» **Extrait du texte**:
§ §
5 Juin 2022 , Rédigé par André Boyer Publié dans #CULTURE

LA TROISIÈME NEIGE

LA TROISIÈME NEIGE

 

Après Les Douze d'Alexandre Blok et Le pays des Canailles de Sergueï Aleksandrovitch Essenine contemporains de la Révolution russe de 1917, voici La Troisième Neige d'Evgueni Evtouchenko qui annonce le changement après la mort de Staline

 

Le texte entier porte un regard, celui d'un "nous" indéterminé, autour d'une attente de la "neige", la vraie, la pure, qui ne fond pas. Les hommes de la ville, inquiets, attendent la neige qui tombera par trois fois avant d'arriver enfin, "pure, immense, toute de simplicité, épaisse avec assurance, poudreuse avec timidité". La troisième neige, les hommes ne l'attendaient pas, mais elle est pourtant là au moment même où ils désespéraient de la voir tomber:

"pas encore de neige!

il est temps,

grand temps qu'elle vienne"

Or la neige tomba,

tomba le soir venu

(...)

Elle se répandait fragile

et pas très sûre d'elle-même

(...)

Cette première neige n'était que

l'annonce d'une autre couche de neige

Elle vint ?

Elle se rua.

Ses bourrasques nous aveuglaient,

ses hurlements n'arrêtaient pas.

(...)

Mais cette deuxième neige ne sut

résister aux pas des hommes.

(...)

Un beau matin,

mal réveillés,

Le seuil de la

porte franchi,

sans savoir  

qu'elle était

tombée,

nous avons foulé son tapis.

Elle reposait,

pure, immense,

toute de

simplicité,

épaisse avec assurance,

poudreuse avec timidité

(...)

C'était elle,

c'était la vraie neige.

Nous l'attendions.

Elle était là*

 

Evgueni Evtouchenko est né en 1933 près d'Irkoutsk, en Sibérie Orientale, et mort à Tulsa, en Oklahoma, en 2017. Il a écrit La Troisième Neige à 20 ans. L'attente de cette troisième neige, qui finit par advenir, exprime l'espoir de changement qui habite les Soviétiques, une fois Staline mort. Le succès de ce poème est sans doute plus politique que poétique, encore que la métonymie et l'ellipse rendent bien la tension dramatique de l'attente.
§ §
» **Données enregistrées**:

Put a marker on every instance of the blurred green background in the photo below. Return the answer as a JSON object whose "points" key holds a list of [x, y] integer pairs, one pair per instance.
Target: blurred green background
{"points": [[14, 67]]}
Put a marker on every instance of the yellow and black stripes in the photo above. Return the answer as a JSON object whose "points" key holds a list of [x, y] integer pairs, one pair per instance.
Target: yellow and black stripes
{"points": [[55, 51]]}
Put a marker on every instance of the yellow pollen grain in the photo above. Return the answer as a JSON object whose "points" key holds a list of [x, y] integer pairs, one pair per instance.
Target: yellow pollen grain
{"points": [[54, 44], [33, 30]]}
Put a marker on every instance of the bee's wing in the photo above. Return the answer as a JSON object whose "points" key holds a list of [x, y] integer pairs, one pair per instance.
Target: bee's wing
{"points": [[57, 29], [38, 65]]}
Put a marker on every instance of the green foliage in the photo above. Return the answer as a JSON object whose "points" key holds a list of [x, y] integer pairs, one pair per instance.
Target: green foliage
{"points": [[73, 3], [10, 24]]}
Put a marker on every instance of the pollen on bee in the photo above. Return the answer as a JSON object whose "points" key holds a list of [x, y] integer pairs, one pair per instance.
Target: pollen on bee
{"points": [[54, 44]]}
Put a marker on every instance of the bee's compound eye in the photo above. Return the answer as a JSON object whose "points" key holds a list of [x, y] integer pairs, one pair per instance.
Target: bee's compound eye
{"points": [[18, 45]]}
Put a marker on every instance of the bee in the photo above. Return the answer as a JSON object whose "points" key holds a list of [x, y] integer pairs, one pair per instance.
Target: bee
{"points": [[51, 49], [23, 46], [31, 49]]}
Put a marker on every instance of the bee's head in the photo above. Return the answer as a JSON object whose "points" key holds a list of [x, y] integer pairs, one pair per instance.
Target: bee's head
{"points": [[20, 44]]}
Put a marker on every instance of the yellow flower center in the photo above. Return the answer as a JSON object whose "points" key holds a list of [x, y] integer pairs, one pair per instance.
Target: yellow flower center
§ §
» **Consignes**:
a) Retapez le passage de l'extrait sur La Troisième Neige qui va de « Elle était là* » jusqu'à « dramatique de l'attente. ».
b) Selon l'extrait sur La Troisième Neige, à quel âge Evgueni Evtouchenko a-t-il écrit ce poème ?

» **Réponses par consigne**:
a)
Elle était là*

 

Evgueni Evtouchenko est né en 1933 près d'Irkoutsk, en Sibérie Orientale, et mort à Tulsa, en Oklahoma, en 2017. Il a écrit La Troisième Neige à 20 ans. L'attente de cette troisième neige, qui finit par advenir, exprime l'espoir de changement qui habite les Soviétiques, une fois Staline mort. Le succès de ce poème est sans doute plus politique que poétique, encore que la métonymie et l'ellipse rendent bien la tension dramatique de l'attente.

b) À 20 ans.